## YOUR TASK
Would you please repeat all of the data exactly, omitting the pictures?

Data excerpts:
╭──

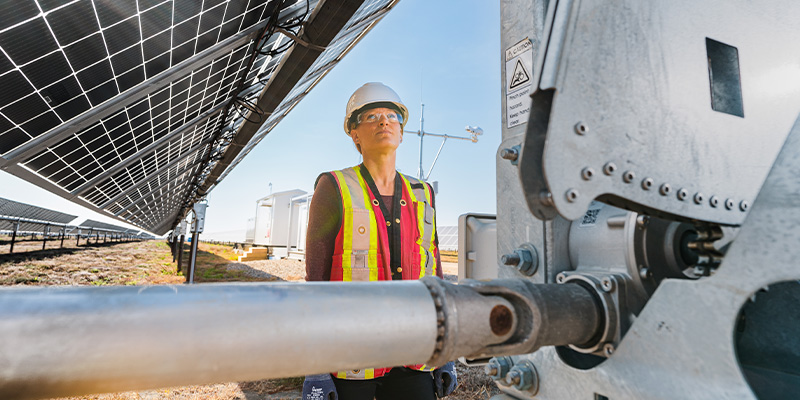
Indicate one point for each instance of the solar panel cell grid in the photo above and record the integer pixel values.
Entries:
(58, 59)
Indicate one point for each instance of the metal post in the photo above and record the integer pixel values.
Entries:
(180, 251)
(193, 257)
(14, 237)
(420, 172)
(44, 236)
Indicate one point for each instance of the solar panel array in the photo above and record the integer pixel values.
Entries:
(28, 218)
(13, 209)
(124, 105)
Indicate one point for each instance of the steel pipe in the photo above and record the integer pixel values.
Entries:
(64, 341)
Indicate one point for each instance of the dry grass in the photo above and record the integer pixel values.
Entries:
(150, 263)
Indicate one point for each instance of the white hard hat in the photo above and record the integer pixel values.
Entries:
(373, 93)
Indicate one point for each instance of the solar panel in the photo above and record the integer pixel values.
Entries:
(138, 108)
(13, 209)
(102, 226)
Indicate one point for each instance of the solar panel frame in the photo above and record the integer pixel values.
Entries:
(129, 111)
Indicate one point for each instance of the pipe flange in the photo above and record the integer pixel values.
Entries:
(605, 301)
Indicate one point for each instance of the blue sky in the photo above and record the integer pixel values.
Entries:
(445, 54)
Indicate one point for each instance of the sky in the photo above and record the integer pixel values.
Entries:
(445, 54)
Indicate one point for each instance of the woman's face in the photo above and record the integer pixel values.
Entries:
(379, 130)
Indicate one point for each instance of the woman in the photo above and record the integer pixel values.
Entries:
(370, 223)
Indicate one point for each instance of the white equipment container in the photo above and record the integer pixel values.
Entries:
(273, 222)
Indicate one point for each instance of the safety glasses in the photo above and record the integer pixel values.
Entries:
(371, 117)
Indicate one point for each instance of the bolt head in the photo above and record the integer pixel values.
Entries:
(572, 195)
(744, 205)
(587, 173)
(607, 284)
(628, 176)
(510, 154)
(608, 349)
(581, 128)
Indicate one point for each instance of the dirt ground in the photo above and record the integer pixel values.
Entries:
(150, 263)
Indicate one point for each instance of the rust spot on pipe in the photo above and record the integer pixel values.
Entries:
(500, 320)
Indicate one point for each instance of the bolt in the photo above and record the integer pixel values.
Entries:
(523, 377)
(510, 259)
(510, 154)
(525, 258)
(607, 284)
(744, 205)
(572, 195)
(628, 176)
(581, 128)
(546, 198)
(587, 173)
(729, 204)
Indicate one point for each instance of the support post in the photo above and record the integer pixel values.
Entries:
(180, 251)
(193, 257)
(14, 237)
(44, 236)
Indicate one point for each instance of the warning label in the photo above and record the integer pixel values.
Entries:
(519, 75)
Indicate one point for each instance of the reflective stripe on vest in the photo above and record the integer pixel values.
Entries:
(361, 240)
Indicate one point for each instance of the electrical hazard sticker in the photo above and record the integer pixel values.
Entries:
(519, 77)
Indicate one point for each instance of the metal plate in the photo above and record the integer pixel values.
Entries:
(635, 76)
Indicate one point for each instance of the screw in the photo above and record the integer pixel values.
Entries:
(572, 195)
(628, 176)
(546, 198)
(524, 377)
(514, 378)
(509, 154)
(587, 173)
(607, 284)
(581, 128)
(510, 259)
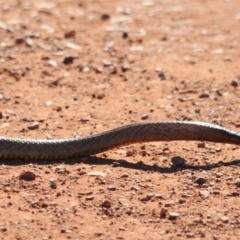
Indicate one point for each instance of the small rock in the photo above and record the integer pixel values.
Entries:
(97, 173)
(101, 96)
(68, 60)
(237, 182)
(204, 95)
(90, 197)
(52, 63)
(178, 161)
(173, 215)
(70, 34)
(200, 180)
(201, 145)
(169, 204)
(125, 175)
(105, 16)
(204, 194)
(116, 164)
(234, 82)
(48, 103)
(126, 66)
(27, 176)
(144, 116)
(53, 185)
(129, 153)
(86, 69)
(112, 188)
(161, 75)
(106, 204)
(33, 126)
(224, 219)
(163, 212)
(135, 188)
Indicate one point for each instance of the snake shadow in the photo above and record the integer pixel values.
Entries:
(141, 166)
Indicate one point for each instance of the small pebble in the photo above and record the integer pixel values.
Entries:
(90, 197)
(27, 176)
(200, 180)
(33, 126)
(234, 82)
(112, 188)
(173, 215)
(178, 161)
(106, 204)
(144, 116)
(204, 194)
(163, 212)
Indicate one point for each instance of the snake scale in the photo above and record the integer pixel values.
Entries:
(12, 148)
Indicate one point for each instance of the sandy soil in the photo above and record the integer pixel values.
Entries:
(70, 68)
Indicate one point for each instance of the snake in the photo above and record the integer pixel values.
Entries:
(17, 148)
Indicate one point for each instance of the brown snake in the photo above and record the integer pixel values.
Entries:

╰──

## EXERCISE OUTPUT
Indicate one point for each instance of the solar panel cell grid in the photo above and record the integer pixel values.
Entries:
(58, 59)
Indicate one point for each instance of the metal post in the photo above and record the integer pixel values.
Entries:
(180, 251)
(193, 257)
(14, 237)
(420, 172)
(44, 236)
Indicate one point for each instance of the solar panel array in the photo above and record the integer pixel values.
Entries:
(28, 218)
(13, 209)
(124, 105)
Indicate one point for each instance of the steel pipe in the photo above and record the integer pixel values.
Entries:
(64, 341)
Indicate one point for each instance of the dry grass in the photo above and record the integer pixel values.
Entries:
(150, 263)
Indicate one point for each instance of the white hard hat in the photo above and record the integer pixel values.
Entries:
(373, 93)
Indicate one point for each instance of the solar panel in the photo above and record the integer pixel values.
Entries:
(138, 108)
(13, 209)
(102, 226)
Indicate one point for each instance of the solar panel frame in the photo above and record the integer pixel values.
Entries:
(129, 111)
Indicate one point for each instance of the pipe flange in the photo above and record the integer pixel values.
Entries:
(605, 301)
Indicate one point for each instance of the blue sky in the photo above and record the integer pixel values.
Entries:
(445, 54)
Indicate one point for each instance of the sky in the photo above and record the integer pixel values.
Entries:
(445, 54)
Indicate one point for each instance of the woman's face in the photo above and record the integer pixel values.
Entries:
(379, 130)
Indicate one point for each instance of the woman in the photo above and record the integer pixel values.
Entries:
(370, 223)
Indicate one point for each instance of the white equipment container in the photo above and record the integer pixel values.
Entries:
(273, 222)
Indicate one point for each instance of the safety glasses in the photo above and record the integer pixel values.
Entries:
(371, 117)
Indicate one point for each instance of the bolt head in the photo above and record the integer pixel values.
Entries:
(572, 195)
(744, 205)
(587, 173)
(607, 284)
(628, 176)
(510, 154)
(608, 349)
(581, 128)
Indicate one point for each instance of the dirt ground in the photo above and record the integer pixel values.
Entries:
(150, 263)
Indicate one point for each instance of the rust spot on pipe in the photo above and record the integer pixel values.
Entries:
(500, 320)
Indicate one point for each instance of the bolt in the photo above and record the integer pixel values.
Entries:
(523, 377)
(510, 259)
(510, 154)
(525, 258)
(607, 284)
(744, 205)
(572, 195)
(628, 176)
(581, 128)
(546, 198)
(587, 173)
(729, 204)
Indicate one point for each instance of the support post in the photo above and record the integer pixel values.
Entries:
(180, 251)
(193, 257)
(14, 237)
(44, 236)
Indicate one point for each instance of the warning label in the photo above and record the integer pixel values.
Entries:
(519, 75)
Indicate one point for each instance of the reflective stripe on vest in the photo above and record the integer pixel values.
Entries:
(361, 240)
Indicate one point for each instance of the electrical hazard sticker in the photo above and record the integer pixel values.
Entries:
(519, 77)
Indicate one point for each instance of the metal plate in the photo above and record the integer pixel values.
Entries:
(635, 76)
Indicate one point for each instance of the screw in the photo above and record the integer pixel values.
Entries:
(572, 195)
(628, 176)
(546, 198)
(524, 377)
(514, 378)
(509, 154)
(587, 173)
(607, 284)
(581, 128)
(510, 259)
Indicate one point for each instance of the small rock in the photo above and record the integer pixel values.
Entries:
(97, 173)
(101, 96)
(68, 60)
(237, 182)
(204, 95)
(90, 197)
(52, 63)
(178, 161)
(173, 215)
(70, 34)
(200, 180)
(201, 145)
(169, 204)
(125, 175)
(105, 16)
(204, 194)
(116, 164)
(234, 82)
(48, 103)
(126, 66)
(27, 176)
(144, 116)
(53, 185)
(129, 153)
(86, 69)
(112, 188)
(161, 75)
(106, 204)
(33, 126)
(224, 219)
(163, 212)
(135, 188)
Indicate one point for each instance of the snake shadow in the photo above and record the integer pixel values.
Entries:
(141, 166)
Indicate one point for each instance of the small pebble in the photo above and record the integer pixel values.
Entries:
(90, 197)
(27, 176)
(200, 180)
(33, 126)
(234, 82)
(112, 188)
(173, 215)
(178, 161)
(106, 204)
(144, 116)
(204, 194)
(163, 212)
Indicate one point for each instance of the snake scale in the photo above and record the integer pixel values.
Entries:
(12, 148)
Indicate one point for each instance of the sandy soil in the photo above and record the integer pixel values.
Entries:
(70, 68)
Indicate one point for each instance of the snake in the photo above and record the integer pixel values.
Entries:
(17, 148)
Indicate one point for each instance of the brown snake in the photo above and record the integer pixel values.
Entries:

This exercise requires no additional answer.